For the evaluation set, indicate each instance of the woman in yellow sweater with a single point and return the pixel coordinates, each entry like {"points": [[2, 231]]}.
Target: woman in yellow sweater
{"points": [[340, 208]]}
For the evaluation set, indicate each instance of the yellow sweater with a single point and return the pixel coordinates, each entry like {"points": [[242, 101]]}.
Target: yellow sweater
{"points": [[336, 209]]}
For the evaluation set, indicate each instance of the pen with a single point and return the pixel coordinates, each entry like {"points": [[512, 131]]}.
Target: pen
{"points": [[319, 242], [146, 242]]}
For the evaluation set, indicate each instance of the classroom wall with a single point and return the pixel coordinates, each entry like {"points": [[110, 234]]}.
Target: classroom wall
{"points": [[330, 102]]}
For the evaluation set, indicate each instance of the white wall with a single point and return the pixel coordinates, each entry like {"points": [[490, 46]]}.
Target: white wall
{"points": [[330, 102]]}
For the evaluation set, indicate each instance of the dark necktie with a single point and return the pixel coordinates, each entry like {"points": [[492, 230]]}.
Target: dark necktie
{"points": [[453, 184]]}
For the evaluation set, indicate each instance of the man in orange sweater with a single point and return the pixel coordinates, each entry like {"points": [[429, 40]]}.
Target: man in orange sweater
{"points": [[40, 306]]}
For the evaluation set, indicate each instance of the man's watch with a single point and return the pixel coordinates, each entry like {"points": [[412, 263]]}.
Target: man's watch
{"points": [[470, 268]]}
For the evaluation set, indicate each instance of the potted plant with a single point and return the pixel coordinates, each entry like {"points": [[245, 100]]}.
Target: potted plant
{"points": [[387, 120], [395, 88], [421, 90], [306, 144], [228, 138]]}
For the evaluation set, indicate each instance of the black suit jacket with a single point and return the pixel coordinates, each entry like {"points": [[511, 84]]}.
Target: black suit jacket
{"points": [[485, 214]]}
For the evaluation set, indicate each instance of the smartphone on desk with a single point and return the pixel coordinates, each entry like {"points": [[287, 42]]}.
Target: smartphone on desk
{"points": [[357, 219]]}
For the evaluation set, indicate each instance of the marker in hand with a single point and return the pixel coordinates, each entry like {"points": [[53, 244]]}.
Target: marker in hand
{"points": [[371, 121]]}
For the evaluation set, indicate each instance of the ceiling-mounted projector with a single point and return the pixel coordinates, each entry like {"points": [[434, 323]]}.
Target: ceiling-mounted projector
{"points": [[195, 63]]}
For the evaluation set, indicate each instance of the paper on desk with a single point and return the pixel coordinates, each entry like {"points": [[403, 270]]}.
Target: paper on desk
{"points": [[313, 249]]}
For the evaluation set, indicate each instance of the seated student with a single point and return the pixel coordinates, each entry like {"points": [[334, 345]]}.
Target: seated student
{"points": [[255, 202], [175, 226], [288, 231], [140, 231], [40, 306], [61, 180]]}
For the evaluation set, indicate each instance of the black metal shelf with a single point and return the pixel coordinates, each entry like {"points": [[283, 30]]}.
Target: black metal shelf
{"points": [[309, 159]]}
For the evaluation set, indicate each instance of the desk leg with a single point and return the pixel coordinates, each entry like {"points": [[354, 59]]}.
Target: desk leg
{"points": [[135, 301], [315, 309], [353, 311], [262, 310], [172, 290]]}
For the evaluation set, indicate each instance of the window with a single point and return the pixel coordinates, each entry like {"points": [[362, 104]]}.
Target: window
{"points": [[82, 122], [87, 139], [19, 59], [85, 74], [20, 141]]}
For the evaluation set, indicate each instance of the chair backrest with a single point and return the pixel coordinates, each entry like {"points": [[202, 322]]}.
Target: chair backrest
········
### TASK BRIEF
Restate the data above exactly, keeping each word as it stands.

### FULL ANSWER
For the evaluation set, indicate each instance of the woman in yellow sweater with a single point and return the pixel coordinates, each entry like {"points": [[2, 231]]}.
Target: woman in yellow sweater
{"points": [[340, 208]]}
For the evaluation set, indicate each instance of the yellow sweater with a single point and return the pixel coordinates, each entry like {"points": [[242, 101]]}.
Target: yellow sweater
{"points": [[336, 209]]}
For the evaluation set, indicate each instance of the pen with a single point and return the pixel coordinates, each entry like {"points": [[512, 131]]}.
Target: pen
{"points": [[319, 242], [146, 242]]}
For the evaluation set, indicate each instance of the classroom wall with a single point and return the pixel coordinates, each entry like {"points": [[110, 234]]}.
Target: classroom wall
{"points": [[330, 102]]}
For the evaluation set, indicate each instance of the white wall with a single point and return the pixel coordinates, each entry like {"points": [[490, 46]]}.
Target: white wall
{"points": [[330, 102]]}
For the evaluation set, indicate each instance of the dark necktie with a single point and return the pixel coordinates, each entry like {"points": [[492, 230]]}.
Target: dark necktie
{"points": [[453, 184]]}
For the evaluation set, indicate each instance of the man in orange sweater with a single point and return the pixel coordinates, each entry like {"points": [[429, 40]]}.
Target: man in orange sweater
{"points": [[40, 306]]}
For the evaluation set, indicate each instance of the man's watch with a single point and return the pixel coordinates, each entry like {"points": [[412, 263]]}.
Target: man's watch
{"points": [[470, 268]]}
For the evaluation set, indicate each instance of the potted plant with a single point and return the pixel coordinates, each entry like {"points": [[245, 100]]}.
Target: potted plant
{"points": [[387, 120], [395, 88], [421, 90], [306, 144], [228, 138]]}
For the evaluation set, indicate each instance of the black suit jacket with a single point and return the pixel coordinates, each entry like {"points": [[511, 84]]}.
Target: black suit jacket
{"points": [[485, 214]]}
For the evaluation set, indicate each instance of the smartphone on desk with a single point and return the pixel coordinates, each entry like {"points": [[287, 42]]}.
Target: smartphone on desk
{"points": [[357, 219]]}
For the evaluation set, indicate each instance of the marker in hand with a single point and return the pixel coordinates, each entry like {"points": [[53, 244]]}.
Target: marker in hand
{"points": [[371, 121]]}
For the evaluation set, indicate each instance of the ceiling-mounted projector with a single point and return the pixel coordinates, each entry like {"points": [[434, 323]]}.
Target: ceiling-mounted projector
{"points": [[195, 63]]}
For the evaluation set, indicate each instance of the paper on desk with a single point and return the pixel coordinates, each entry like {"points": [[403, 270]]}.
Target: paper on desk
{"points": [[313, 249]]}
For the evaluation set, indicate each instance of the seated student with a single point and return the pixel coordinates, each entry like {"points": [[334, 345]]}.
Target: seated student
{"points": [[255, 202], [175, 226], [288, 231], [140, 231], [40, 306], [61, 180]]}
For the evaluation set, indicate each instance of the black metal shelf with a single point and return the pixel coordinates, each entry like {"points": [[283, 30]]}.
Target: black metal shelf
{"points": [[309, 159]]}
For the evaluation set, indicate each instance of the desk leg with a single point and return the pixel coordinates, each entry like {"points": [[354, 59]]}.
Target: desk leg
{"points": [[135, 301], [315, 309], [353, 311], [262, 310], [172, 290]]}
For the evaluation set, indicate each instance of the window with a single point and return the pixel coordinates, each entry like {"points": [[362, 104]]}.
Target: window
{"points": [[82, 122], [87, 139], [19, 59], [85, 74], [20, 141]]}
For the evaluation set, indicate each instance of the chair backrest with a single point and return the pixel coordinates, each entry like {"points": [[202, 322]]}.
Target: chair backrest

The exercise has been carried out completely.